• [Directive 1] Extract the part of the research innovation talk between "Tourism alone is" and "around this number.", inclusive, without changing a word.

JIM GUYTON: OK, next, we'll have our Director of Engineering Chris Meinig come up to give a talk on research innovation. 

CHRISTIAN MEINIG: Great. Thanks, Jim. Thanks, everyone. So I'm going to give the representing work of three groups. It's going to be the Engineering Group, the Innovative Technology for Arctic Exploration Group, and Science Data Integration. 

First question we need to ask is who cares? Why bother? Why do we research? Why provide innovations and research? So we've heard from the talks on the science side that the oceans are major drivers of climate, carbon storage, weather, fisheries, ecosystems, and 2/3 of your last breath was thanks to the ocean currents. 

Tourism alone is $124 billion dollar industry in the US. Yet we spend surprisingly only $200 million a year for in-situ observation. To give you some sense of scale, I have time wrapped in my head around this number. 

That's about 20 days of what General Motors spends in marketing budget. If that is what we allocate towards our in-situ observations, it's stunning the societal choices we make. 

Right, so clearly there's a need to develop new technologies and provide innovations to improve these forecasts and further understanding [INAUDIBLE] you heard about today. 

And this focus today is going to be exactly that how we develop technology here at PMEL. So from the overview, the Engineering group has been around since inception of the lab. 

Really they've been a key part of that component. And we have 16 people there. We have five engineers within the group. You're going to meet them all today. We have a Science and Data Integration Group that consists of five people, including Eugene Burger. And that's really a new function since the last lab review. 

Our Innovative Technology for Arctic Exploration group is also new as of the last lab review. And consists of four people, but connects with many, many more of them across the board. 

So if you look at it, between these two groups, between all these groups together, we're working kind of like the picture going on back here.

• [Dataset extract]
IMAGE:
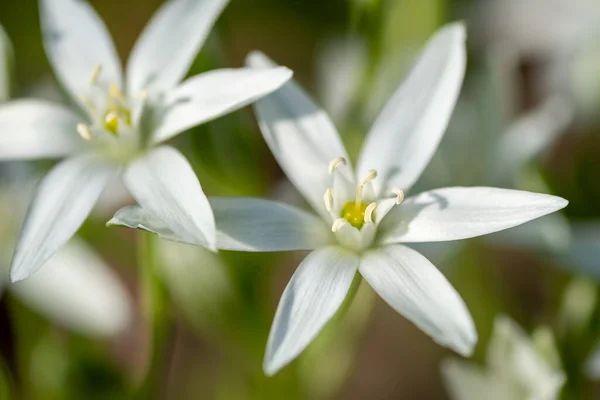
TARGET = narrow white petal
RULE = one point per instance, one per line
(31, 129)
(408, 131)
(249, 224)
(78, 290)
(300, 135)
(243, 224)
(63, 200)
(213, 94)
(549, 233)
(415, 288)
(168, 45)
(311, 298)
(461, 213)
(77, 42)
(164, 183)
(465, 381)
(6, 65)
(529, 136)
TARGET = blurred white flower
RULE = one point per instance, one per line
(76, 289)
(516, 369)
(360, 222)
(120, 126)
(563, 34)
(488, 142)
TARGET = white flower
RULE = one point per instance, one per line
(76, 289)
(120, 123)
(516, 370)
(362, 218)
(487, 143)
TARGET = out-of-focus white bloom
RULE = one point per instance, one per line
(122, 122)
(516, 369)
(76, 289)
(537, 28)
(362, 218)
(561, 33)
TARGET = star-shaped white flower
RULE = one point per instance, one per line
(121, 121)
(362, 218)
(517, 369)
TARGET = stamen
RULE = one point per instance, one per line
(84, 131)
(95, 74)
(142, 95)
(116, 92)
(399, 195)
(372, 174)
(369, 213)
(335, 163)
(337, 224)
(88, 103)
(111, 122)
(328, 199)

• [Directive 2] Please copy the entire listing above line for line, leaving the pictures out.

• [Task response 1]
Tourism alone is $124 billion dollar industry in the US. Yet we spend surprisingly only $200 million a year for in-situ observation. To give you some sense of scale, I have time wrapped in my head around this number.

• [Task response 2]
IMAGE:
TARGET = narrow white petal
RULE = one point per instance, one per line
(31, 129)
(408, 131)
(249, 224)
(78, 290)
(300, 135)
(243, 224)
(63, 200)
(213, 94)
(549, 233)
(415, 288)
(168, 45)
(311, 298)
(461, 213)
(77, 42)
(164, 183)
(465, 381)
(6, 65)
(529, 136)
TARGET = blurred white flower
RULE = one point per instance, one per line
(76, 289)
(516, 369)
(360, 222)
(120, 126)
(563, 34)
(488, 142)
TARGET = white flower
RULE = one point per instance, one per line
(76, 289)
(120, 123)
(516, 370)
(362, 218)
(487, 143)
TARGET = out-of-focus white bloom
RULE = one point per instance, one per line
(122, 122)
(516, 369)
(76, 289)
(537, 28)
(362, 218)
(561, 33)
TARGET = star-shaped white flower
RULE = one point per instance, one per line
(121, 121)
(362, 218)
(517, 369)
TARGET = stamen
RULE = one point per instance, one per line
(84, 131)
(95, 74)
(142, 95)
(116, 92)
(399, 195)
(372, 174)
(369, 213)
(335, 163)
(337, 224)
(88, 103)
(111, 122)
(328, 199)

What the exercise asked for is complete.